• _Task instructions_
Retype the material below verbatim, keeping every line unchanged.

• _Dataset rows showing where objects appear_
----

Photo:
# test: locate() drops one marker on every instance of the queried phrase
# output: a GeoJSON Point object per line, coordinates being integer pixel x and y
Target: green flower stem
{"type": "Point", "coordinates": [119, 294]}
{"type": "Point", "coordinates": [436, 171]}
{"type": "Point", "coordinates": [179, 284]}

----

• _Answer to the problem_
Photo:
# test: locate() drops one marker on every instance of the queried phrase
# output: a GeoJSON Point object per line, coordinates being integer pixel x and y
Target: green flower stem
{"type": "Point", "coordinates": [119, 294]}
{"type": "Point", "coordinates": [436, 171]}
{"type": "Point", "coordinates": [179, 284]}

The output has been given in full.